*Extrait du document*.
┏━━
Il est juché sur le toit d’un chicken bus, ces vieux bus scolaires jaunes si typiques des Etats-Unis. Derrière lui, des dizaines de bus similaires sont soigneusement alignés, jusqu’à l’arche de Carabobo, au loin. La photo est parfaite. Une communication méticuleuse et étudiée.

Le gouverneur de l’Etat du Carabobo, Rafael Lacava, vocifère avec sa gouaille habituelle : « Je vous avais bien dit que je ne vous laisserais pas seul, Peuple de Carabobo, voici une solution à court terme pour mettre fin au sabotage, et à cette guerre que l’on nous fait. Nous appellerons cette compagnie publique de bus, le TransDracula »
La vidéo, postée sur le compte Twitter du gouverneur, se reproduit plus vite qu’une trainée de poudre allumée. Elle devient rapidement l’objet de tous les commentaires. Ce matin, en face de l’arrêt de métro Bellas Artes, je m’achète un tequeño, ces beignets au fromage fort prisés au petit-déjeuner. Plusieurs personnes font de même et discutent, devant le petit stand de vente, du show de Lacava et de ces chicken bus.

« C’est pas possible que l’on considère ça comme une solution.
 Il a dit que c’était à court terme. Au moins, il se bouge le cul.
 Il est vulgaire ce type. On ne se conduit pas comme ça quand on est gouverneur.
 Et alors, du moment qu’il me met un bus à disposition, il peut bien faire son annonce à poil, je m’en tamponne.

La discussion est plutôt amusante, mais elle est surtout révélatrice du malaise ambiant autour du thème des transports publics.
┗━━
*Entrées répertoriées*.
┏━━
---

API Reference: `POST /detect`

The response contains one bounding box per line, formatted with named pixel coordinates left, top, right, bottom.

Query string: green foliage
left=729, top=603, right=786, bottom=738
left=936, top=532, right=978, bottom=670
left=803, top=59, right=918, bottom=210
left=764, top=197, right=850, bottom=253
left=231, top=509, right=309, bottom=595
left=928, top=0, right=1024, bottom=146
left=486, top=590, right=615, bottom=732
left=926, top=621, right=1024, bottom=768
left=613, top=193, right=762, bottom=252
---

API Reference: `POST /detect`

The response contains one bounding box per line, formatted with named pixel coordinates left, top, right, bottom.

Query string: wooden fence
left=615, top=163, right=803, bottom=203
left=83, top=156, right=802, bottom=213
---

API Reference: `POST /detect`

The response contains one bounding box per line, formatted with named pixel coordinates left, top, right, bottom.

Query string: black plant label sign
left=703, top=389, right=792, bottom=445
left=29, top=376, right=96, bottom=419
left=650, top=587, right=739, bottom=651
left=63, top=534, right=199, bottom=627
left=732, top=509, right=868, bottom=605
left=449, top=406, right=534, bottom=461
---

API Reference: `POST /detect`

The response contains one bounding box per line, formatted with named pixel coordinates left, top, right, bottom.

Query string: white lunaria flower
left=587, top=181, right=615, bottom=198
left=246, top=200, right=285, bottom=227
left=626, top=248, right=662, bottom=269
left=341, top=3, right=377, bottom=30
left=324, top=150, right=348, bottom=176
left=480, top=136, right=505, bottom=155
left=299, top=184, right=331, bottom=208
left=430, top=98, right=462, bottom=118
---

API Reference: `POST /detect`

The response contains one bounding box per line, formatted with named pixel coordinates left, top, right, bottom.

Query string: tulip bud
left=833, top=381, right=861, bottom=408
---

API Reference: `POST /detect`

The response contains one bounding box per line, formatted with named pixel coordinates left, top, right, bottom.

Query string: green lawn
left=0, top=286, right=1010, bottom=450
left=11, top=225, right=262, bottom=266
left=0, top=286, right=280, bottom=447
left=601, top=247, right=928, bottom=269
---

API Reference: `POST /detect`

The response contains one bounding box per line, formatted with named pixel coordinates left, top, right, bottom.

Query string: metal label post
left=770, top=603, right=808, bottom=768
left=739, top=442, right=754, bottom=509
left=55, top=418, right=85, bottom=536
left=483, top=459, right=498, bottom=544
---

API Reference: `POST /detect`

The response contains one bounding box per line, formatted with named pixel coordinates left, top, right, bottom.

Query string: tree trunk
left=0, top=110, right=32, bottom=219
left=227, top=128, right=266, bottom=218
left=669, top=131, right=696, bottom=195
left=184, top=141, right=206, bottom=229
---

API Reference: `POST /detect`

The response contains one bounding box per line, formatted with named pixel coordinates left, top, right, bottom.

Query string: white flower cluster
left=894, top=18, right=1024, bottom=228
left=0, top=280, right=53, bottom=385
┗━━
*Consigne rédigée 1*.
Répondez aux questions suivantes à partir de l'extrait du document sur les chicken bus du Carabobo :
(a) Quel nom le gouverneur donne-t-il à la compagnie publique de bus ?
(b) Sur quel compte la vidéo est-elle publiée ?
(c) En face de quel arrêt de métro se trouve le stand où l'on achète des tequeños ?
*Consigne rédigée 2*.
Mettez en forme dans un tableau Markdown à deux colonnes, « Rang » et « Contenu », le passage des enregistrements qui va du tout début jusqu'à la ligne contenant « left=449, top=406, right=534, bottom=461 », bornes comprises. Omettez les lignes vides.
Les enregistrements n'ont aucun lien avec l'extrait du document.

*Réponse complète 1*.
(a) Le TransDracula.
(b) Sur le compte Twitter du gouverneur.
(c) En face de l'arrêt de métro Bellas Artes.

*Réponse complète 2*.
| Rang | Contenu |
|---|---|
| 1 | --- |
| 2 | API Reference: `POST /detect` |
| 3 | The response contains one bounding box per line, formatted with named pixel coordinates left, top, right, bottom. |
| 4 | Query string: green foliage |
| 5 | left=729, top=603, right=786, bottom=738 |
| 6 | left=936, top=532, right=978, bottom=670 |
| 7 | left=803, top=59, right=918, bottom=210 |
| 8 | left=764, top=197, right=850, bottom=253 |
| 9 | left=231, top=509, right=309, bottom=595 |
| 10 | left=928, top=0, right=1024, bottom=146 |
| 11 | left=486, top=590, right=615, bottom=732 |
| 12 | left=926, top=621, right=1024, bottom=768 |
| 13 | left=613, top=193, right=762, bottom=252 |
| 14 | --- |
| 15 | API Reference: `POST /detect` |
| 16 | The response contains one bounding box per line, formatted with named pixel coordinates left, top, right, bottom. |
| 17 | Query string: wooden fence |
| 18 | left=615, top=163, right=803, bottom=203 |
| 19 | left=83, top=156, right=802, bottom=213 |
| 20 | --- |
| 21 | API Reference: `POST /detect` |
| 22 | The response contains one bounding box per line, formatted with named pixel coordinates left, top, right, bottom. |
| 23 | Query string: black plant label sign |
| 24 | left=703, top=389, right=792, bottom=445 |
| 25 | left=29, top=376, right=96, bottom=419 |
| 26 | left=650, top=587, right=739, bottom=651 |
| 27 | left=63, top=534, right=199, bottom=627 |
| 28 | left=732, top=509, right=868, bottom=605 |
| 29 | left=449, top=406, right=534, bottom=461 |